(Source data Opens)

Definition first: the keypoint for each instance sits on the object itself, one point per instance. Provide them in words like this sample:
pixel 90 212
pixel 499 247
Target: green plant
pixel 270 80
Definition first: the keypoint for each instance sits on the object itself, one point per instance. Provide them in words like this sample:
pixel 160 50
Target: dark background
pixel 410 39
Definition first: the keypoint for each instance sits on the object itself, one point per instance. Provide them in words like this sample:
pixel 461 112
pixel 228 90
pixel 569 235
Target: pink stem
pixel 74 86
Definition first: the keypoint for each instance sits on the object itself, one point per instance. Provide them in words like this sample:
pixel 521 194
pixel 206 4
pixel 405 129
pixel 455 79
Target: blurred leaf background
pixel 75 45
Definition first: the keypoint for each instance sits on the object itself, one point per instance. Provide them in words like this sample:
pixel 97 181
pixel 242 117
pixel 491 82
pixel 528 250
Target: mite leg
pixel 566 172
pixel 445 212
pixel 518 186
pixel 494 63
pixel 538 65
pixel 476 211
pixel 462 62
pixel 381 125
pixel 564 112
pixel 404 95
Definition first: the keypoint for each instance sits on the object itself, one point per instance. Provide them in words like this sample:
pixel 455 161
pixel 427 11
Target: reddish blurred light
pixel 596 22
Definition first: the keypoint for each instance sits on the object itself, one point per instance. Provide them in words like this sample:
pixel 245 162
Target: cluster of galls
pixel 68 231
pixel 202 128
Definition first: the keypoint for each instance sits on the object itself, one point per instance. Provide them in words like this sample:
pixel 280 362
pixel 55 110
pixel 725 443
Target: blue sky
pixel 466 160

(Source data Closes)

**Work instruction**:
Word for word, transcribe all of the entries shown above.

**Answer to this exercise**:
Definition first: the keypoint for each instance sits on the object itself, one point per instance. Provide them in words like this sample:
pixel 90 212
pixel 499 247
Target: green plant
pixel 270 80
Definition first: the keypoint for each instance sits on the object itself, one point per instance. Provide them in words like this sample:
pixel 160 50
Target: dark background
pixel 410 39
Definition first: the keypoint for each instance sits on the object itself, one point per instance. Provide them in words like this sample:
pixel 461 112
pixel 228 90
pixel 569 235
Target: pink stem
pixel 74 86
Definition first: the keypoint for each instance sits on the object itself, one point per instance. Provide them in words like this sample:
pixel 521 194
pixel 206 4
pixel 405 129
pixel 455 79
Target: blurred leaf background
pixel 75 45
Definition first: the keypoint for each instance sits on the object itself, one point per instance. Provide them in words like this sample:
pixel 97 181
pixel 242 117
pixel 491 82
pixel 528 250
Target: mite leg
pixel 566 172
pixel 445 212
pixel 518 186
pixel 494 63
pixel 538 65
pixel 476 211
pixel 462 62
pixel 381 125
pixel 564 112
pixel 404 95
Definition first: the keypoint for each instance sits on the object itself, one point per instance. Provide them in words like this sample:
pixel 455 161
pixel 427 11
Target: reddish blurred light
pixel 596 22
Definition first: the keypoint for each instance sits on the object itself, one point per instance. Provide them in words like this sample:
pixel 245 162
Target: cluster of galls
pixel 68 231
pixel 202 128
Definition first: the keypoint for each instance sits on the object itself, one point per instance. Provide them in words like this sample:
pixel 280 362
pixel 55 110
pixel 725 443
Target: blue sky
pixel 466 160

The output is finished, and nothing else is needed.